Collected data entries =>
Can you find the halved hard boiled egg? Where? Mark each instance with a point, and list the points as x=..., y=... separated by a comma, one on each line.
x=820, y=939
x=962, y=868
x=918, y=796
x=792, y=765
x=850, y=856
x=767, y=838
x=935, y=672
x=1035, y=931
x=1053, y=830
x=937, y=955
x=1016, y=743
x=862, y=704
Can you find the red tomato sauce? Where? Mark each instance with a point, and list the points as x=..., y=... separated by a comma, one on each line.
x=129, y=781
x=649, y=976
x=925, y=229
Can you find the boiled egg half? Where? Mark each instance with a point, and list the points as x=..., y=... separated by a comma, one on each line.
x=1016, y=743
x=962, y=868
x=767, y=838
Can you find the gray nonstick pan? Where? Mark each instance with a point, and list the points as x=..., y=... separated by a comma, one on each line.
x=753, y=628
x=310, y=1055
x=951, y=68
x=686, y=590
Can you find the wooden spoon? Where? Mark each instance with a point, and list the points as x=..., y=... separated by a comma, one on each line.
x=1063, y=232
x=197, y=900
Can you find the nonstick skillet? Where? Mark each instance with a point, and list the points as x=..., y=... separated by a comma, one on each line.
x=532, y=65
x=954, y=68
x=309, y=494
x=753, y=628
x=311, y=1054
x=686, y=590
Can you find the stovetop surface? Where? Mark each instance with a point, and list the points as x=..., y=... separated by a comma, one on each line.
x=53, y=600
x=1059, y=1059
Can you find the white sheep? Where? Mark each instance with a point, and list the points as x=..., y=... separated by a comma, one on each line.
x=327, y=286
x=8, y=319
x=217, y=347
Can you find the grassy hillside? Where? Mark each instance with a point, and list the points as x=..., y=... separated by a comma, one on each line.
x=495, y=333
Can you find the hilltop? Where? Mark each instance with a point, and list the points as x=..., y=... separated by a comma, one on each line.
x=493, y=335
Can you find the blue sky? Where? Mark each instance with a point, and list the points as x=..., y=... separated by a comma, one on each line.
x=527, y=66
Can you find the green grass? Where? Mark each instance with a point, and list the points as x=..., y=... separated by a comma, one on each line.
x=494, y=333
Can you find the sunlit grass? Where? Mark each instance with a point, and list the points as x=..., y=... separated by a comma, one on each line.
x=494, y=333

TASK => The response should be the lines from the one containing "Can you find the sunlit" through the last line of the data, set down exactly and with no other line.

RESULT OF THIS EXERCISE =>
Can you find the sunlit grass? Where? Mark each instance with a point, and list the points as x=..., y=... separated by a comma, one on each line.
x=494, y=333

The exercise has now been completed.